Coordinate labeling data
• • • • • • •
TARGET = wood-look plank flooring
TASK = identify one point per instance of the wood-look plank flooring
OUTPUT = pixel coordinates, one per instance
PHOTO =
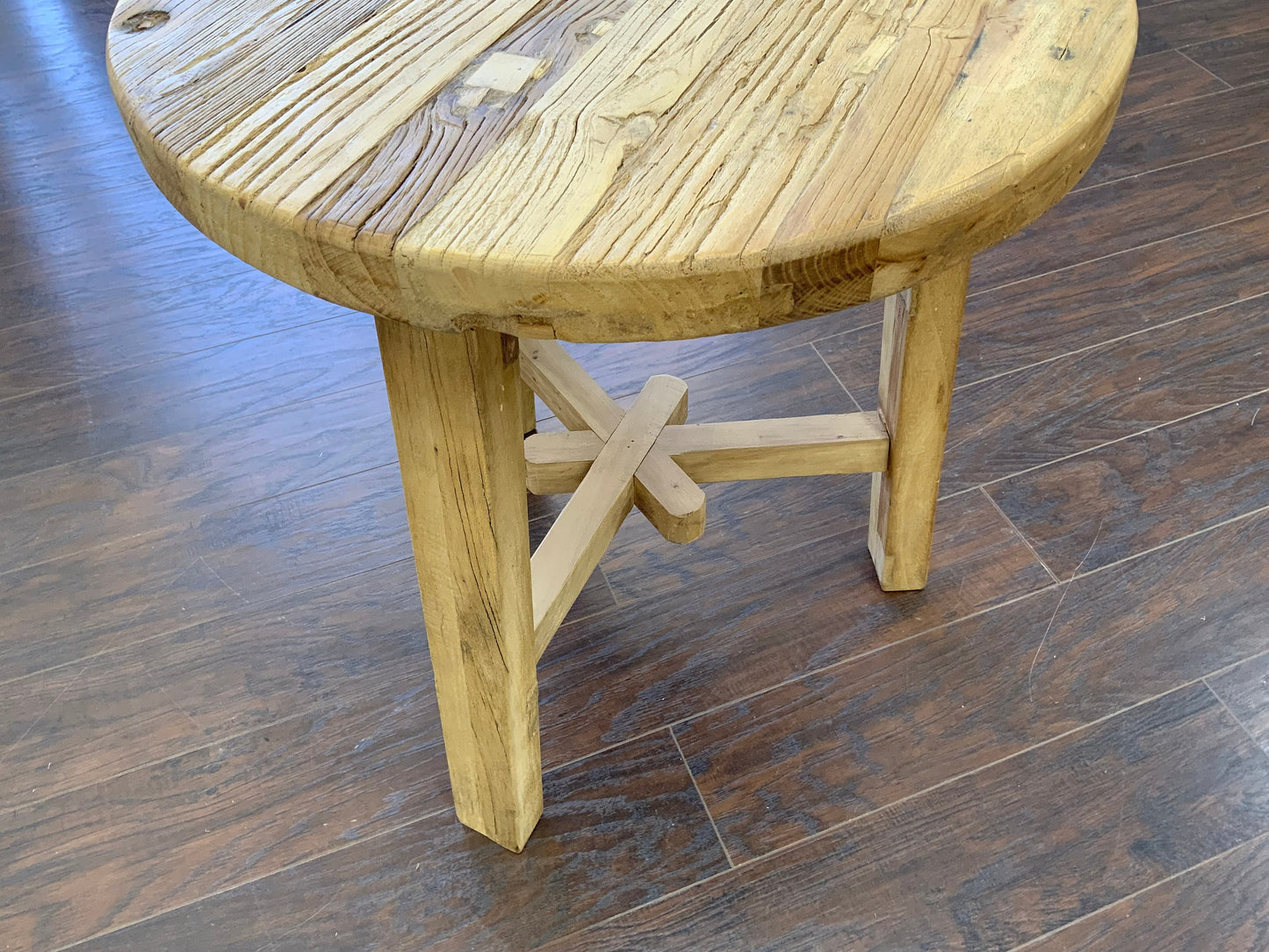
(217, 725)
• • • • • • •
» Task statement
Give every item above as a two-column CSV with the header label_task,points and one row per item. Put each value in a single quoted field with line breaks replaced by spaces, and leave out the pictures.

» Exercise output
label_task,points
"TARGET = wood-look plank flooring TASK = identify one point per instance of the wood-look plank flooring OUTPUT = pixel coordinates, one per instance PHOTO =","(217, 725)"